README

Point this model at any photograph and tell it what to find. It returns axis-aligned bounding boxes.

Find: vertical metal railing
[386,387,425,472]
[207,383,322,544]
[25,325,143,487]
•••••
> [Exercise prompt]
The task calls for all the records above to be repeated exactly.

> [Exercise result]
README

Point this model at any photograph and tell it what to find. It returns axis-aligned bounding boxes.

Find: vertical metal railing
[386,387,425,472]
[207,383,322,544]
[25,325,143,487]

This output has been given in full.